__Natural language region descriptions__
——
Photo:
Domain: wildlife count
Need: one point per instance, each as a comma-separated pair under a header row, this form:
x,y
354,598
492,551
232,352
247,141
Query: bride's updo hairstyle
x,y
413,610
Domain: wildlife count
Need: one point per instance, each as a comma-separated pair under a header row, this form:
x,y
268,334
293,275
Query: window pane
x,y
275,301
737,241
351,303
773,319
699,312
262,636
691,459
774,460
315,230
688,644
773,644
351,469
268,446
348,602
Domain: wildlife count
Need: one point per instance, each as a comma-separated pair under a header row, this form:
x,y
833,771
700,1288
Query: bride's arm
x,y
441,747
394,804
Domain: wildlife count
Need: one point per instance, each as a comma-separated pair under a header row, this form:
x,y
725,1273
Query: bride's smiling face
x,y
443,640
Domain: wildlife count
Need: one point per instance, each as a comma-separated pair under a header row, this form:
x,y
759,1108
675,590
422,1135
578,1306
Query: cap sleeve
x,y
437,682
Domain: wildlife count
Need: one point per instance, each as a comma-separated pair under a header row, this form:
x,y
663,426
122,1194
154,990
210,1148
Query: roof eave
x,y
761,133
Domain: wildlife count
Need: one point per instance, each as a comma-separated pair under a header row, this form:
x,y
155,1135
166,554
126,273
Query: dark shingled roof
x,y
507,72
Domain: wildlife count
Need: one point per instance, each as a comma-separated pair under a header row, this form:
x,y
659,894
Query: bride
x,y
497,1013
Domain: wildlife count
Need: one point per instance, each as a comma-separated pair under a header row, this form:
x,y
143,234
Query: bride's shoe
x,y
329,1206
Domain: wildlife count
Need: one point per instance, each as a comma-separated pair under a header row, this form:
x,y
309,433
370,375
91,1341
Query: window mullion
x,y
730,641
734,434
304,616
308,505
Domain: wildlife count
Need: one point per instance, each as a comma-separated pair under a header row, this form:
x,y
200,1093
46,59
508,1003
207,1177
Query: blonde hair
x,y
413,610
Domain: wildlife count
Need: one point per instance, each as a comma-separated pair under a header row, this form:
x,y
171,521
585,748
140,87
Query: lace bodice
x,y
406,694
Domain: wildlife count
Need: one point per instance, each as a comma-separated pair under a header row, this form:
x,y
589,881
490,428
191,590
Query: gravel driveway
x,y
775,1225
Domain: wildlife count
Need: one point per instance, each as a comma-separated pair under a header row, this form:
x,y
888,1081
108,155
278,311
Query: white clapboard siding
——
__Aim of the task__
Could you copy out the data in full, exactly as it is written?

__Answer below__
Photo:
Domain: wildlife count
Need: one point per instance, each as a comma-separated pair under a header row, this form:
x,y
354,598
492,551
232,352
247,141
Query: bride's updo hairstyle
x,y
413,610
Domain: wildlife count
Need: one point per instance, each as a comma-separated pair under a header row, this form:
x,y
268,334
293,275
Query: window pane
x,y
275,301
737,241
351,303
773,319
699,312
262,636
691,459
774,460
315,230
688,644
773,644
351,469
268,446
348,602
Domain: wildlife count
Need: one point per instance, each as a comma-separated pair under a header row, this form:
x,y
833,771
700,1288
Query: bride's arm
x,y
441,747
394,804
Domain: wildlife count
Need: one point per instance, each as a comma-separated pair under a header row, this form:
x,y
725,1273
Query: bride's smiling face
x,y
443,640
Domain: wildlife count
Need: one point per instance, each as a comma-separated pair under a header row, this form:
x,y
759,1108
675,590
422,1135
578,1306
Query: cap sleeve
x,y
437,682
Domain: wildlife count
Need: one point per instance, each as a comma-separated pair under a header row, this form:
x,y
663,426
122,1194
154,990
210,1148
Query: roof eave
x,y
761,133
Domain: wildlife count
Need: one point per instance, each as a comma-separated pair under a header row, this form:
x,y
155,1135
166,554
126,273
Query: dark shingled roof
x,y
507,72
Domain: wildlife count
Need: one point per instance, each as a comma-separated pair under a header row, this form:
x,y
659,894
Query: bride
x,y
497,1013
Domain: wildlife count
Need: one point per instance, each as a comma-separated pair under a header row, this form:
x,y
143,234
Query: bride's shoe
x,y
329,1206
Domain: wildlife count
Need: one point per instance, each as a comma-separated pair under a header row, this form:
x,y
309,433
370,375
91,1341
Query: window mullion
x,y
730,641
734,434
304,616
308,505
Domain: wildlife count
Need: one point per instance, each as a comma-separated pair under a header row, this form:
x,y
200,1093
46,59
508,1003
207,1177
Query: blonde hair
x,y
413,610
Domain: wildlife count
Need: one point per instance, each as a comma-separated pair under a header row, this form:
x,y
171,521
585,748
140,87
Query: lace bodice
x,y
406,694
Domain: wildlife count
Need: one point per instance, each as a comma-separated pair under a header row, this form:
x,y
589,881
490,428
191,590
Query: gravel driveway
x,y
775,1225
Domain: wildlife count
Need: one point per instance, each as a comma-separated pair under a header row, this form:
x,y
888,1081
108,155
278,311
Query: white clapboard siding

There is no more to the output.